> _Required action_:
Repeat only part of the entries. Start at the line that has "coffee table top" and keep going through the last line, exactly as given.

[Stored items from a collection]
* * *

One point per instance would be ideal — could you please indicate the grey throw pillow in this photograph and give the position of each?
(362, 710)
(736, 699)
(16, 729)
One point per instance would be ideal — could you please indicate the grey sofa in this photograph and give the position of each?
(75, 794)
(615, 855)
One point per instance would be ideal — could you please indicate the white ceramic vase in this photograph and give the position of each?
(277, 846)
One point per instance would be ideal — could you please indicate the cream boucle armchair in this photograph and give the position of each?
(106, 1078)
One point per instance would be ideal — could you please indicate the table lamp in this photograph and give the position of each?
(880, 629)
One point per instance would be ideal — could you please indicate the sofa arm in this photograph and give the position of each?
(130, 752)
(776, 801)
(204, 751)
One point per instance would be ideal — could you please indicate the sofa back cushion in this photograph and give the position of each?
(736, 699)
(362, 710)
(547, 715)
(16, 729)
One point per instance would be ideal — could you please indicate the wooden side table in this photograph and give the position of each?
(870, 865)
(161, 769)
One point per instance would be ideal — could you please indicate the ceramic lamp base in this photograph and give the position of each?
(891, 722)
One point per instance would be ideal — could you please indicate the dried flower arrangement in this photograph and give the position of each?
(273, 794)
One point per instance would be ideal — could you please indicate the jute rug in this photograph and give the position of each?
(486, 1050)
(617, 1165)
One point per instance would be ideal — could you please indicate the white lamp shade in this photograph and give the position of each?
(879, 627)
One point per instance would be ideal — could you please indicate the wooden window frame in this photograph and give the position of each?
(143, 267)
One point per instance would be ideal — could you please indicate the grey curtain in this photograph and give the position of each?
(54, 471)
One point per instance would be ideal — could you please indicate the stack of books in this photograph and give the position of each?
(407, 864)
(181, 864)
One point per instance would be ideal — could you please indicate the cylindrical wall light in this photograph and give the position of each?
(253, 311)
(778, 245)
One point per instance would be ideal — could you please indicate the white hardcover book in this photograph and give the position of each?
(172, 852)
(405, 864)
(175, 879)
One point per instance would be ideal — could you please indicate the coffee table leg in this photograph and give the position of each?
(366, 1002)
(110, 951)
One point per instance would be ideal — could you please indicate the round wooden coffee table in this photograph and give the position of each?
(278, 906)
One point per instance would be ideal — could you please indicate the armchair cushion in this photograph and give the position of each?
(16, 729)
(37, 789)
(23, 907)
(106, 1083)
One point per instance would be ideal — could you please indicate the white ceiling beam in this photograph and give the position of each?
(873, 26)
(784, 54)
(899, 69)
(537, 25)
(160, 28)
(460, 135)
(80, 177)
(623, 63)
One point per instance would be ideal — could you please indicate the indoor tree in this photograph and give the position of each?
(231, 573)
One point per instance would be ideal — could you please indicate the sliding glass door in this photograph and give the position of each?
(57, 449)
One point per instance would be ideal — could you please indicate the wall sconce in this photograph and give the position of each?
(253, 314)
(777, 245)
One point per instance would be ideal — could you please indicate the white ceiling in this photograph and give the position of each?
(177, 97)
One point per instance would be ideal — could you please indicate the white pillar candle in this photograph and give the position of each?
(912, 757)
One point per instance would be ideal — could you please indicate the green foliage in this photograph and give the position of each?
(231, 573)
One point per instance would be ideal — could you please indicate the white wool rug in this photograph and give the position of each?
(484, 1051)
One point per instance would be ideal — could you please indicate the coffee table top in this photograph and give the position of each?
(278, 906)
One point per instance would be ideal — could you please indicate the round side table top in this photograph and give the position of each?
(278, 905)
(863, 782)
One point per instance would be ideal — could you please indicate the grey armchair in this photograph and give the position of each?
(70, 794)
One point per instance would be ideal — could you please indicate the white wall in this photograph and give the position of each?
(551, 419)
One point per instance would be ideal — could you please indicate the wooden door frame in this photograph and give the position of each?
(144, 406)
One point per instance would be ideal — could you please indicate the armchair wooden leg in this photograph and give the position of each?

* * *

> _Response box_:
One point per instance would be ideal — could you please indicate the coffee table top in this photograph and give the position of each?
(278, 906)
One point per instance would be ideal — could you please indicate the round side table top in this photograph and give the position of each?
(278, 905)
(863, 782)
One point per instance would be ideal — could you please indicate the grey armchair in this photograph and give the position of each?
(70, 794)
One point per instance would be ideal — could you please indicate the white wall in this photograph and give the position of each?
(551, 419)
One point per instance would be ideal — could you please indicate the wooden door frame in this photograph and give the position of each?
(144, 406)
One point per instance would be ideal — could you please indicate the armchair wooden leg in this photograph and give the position of each?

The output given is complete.